Data to process: Begin

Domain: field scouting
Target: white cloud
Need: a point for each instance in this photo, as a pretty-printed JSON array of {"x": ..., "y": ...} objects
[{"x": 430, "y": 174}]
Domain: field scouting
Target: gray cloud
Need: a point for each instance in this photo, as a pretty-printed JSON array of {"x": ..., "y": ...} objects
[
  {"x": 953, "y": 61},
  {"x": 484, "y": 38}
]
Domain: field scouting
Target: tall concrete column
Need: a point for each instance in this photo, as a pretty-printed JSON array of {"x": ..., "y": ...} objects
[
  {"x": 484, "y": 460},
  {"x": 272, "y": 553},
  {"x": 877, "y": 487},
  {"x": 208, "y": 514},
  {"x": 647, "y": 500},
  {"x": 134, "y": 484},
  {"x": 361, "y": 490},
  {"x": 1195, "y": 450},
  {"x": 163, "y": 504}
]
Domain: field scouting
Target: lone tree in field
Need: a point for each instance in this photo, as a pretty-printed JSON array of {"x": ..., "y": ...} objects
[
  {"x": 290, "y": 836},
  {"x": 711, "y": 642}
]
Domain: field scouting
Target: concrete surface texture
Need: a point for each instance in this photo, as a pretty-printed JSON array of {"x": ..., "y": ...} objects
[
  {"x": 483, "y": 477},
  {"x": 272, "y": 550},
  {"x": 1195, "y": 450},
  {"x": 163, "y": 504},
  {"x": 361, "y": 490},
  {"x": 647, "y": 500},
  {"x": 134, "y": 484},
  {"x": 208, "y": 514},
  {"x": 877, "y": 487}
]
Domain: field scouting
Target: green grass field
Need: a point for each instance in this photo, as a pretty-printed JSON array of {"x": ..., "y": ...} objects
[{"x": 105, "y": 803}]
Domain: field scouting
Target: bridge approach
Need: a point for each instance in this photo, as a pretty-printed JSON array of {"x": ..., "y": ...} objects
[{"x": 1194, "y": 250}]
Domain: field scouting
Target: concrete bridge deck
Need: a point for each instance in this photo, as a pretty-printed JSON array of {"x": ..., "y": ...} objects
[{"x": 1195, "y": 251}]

Data to process: End
Data to process: Begin

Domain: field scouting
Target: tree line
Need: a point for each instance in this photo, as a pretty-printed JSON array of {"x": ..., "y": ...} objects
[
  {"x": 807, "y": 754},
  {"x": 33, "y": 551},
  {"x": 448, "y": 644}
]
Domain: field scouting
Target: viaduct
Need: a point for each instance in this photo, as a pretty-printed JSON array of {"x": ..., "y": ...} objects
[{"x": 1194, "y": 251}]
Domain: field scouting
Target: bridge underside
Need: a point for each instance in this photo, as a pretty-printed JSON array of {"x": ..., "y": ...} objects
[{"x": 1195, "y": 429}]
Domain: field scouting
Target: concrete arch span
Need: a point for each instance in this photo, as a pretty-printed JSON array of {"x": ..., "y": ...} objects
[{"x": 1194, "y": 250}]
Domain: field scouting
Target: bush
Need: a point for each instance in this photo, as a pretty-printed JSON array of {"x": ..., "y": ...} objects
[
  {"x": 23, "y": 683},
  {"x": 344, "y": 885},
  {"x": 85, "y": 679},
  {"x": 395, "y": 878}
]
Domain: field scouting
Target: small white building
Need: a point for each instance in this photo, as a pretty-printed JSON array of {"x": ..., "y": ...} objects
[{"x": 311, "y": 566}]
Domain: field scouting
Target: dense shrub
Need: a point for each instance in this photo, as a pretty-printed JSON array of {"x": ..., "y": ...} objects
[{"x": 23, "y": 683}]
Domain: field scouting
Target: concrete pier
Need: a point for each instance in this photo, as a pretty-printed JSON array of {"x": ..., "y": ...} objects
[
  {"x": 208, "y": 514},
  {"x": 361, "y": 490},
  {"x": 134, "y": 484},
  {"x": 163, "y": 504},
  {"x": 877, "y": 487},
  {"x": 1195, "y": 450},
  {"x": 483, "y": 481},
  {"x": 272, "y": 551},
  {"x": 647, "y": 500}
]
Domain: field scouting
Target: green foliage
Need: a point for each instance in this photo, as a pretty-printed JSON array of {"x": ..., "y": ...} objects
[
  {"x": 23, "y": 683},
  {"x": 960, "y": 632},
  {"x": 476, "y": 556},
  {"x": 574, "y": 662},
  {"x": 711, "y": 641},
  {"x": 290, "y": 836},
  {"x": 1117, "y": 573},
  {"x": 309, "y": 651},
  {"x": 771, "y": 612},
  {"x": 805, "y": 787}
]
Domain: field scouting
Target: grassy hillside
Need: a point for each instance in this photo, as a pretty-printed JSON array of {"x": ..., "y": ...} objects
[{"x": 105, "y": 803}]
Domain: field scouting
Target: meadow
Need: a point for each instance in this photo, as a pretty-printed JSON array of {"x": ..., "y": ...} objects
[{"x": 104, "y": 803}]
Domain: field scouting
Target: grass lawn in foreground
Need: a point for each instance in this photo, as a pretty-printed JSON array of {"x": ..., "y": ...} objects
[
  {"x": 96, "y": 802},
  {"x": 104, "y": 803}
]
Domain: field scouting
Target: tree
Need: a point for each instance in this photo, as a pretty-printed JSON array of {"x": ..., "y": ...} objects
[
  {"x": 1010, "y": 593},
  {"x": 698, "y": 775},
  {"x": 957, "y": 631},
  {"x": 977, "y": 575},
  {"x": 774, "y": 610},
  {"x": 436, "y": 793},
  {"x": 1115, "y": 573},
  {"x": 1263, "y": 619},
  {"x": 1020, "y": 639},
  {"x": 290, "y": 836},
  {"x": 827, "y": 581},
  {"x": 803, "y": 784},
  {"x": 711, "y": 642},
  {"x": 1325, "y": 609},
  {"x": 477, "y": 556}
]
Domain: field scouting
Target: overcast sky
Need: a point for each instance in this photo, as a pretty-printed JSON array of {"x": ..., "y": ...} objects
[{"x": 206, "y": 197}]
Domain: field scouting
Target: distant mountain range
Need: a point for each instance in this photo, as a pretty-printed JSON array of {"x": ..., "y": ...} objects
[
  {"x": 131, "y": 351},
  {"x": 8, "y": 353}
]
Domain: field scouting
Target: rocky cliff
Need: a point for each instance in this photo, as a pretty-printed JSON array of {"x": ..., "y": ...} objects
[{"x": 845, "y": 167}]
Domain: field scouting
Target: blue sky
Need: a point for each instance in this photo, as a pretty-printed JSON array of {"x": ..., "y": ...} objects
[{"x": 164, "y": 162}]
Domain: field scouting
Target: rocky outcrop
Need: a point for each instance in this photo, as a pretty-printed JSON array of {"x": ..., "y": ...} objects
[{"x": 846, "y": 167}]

Data to process: End

→ Task to carry out
Count every line of the material above that holds the string "bridge", then state only the total.

→ Task output
3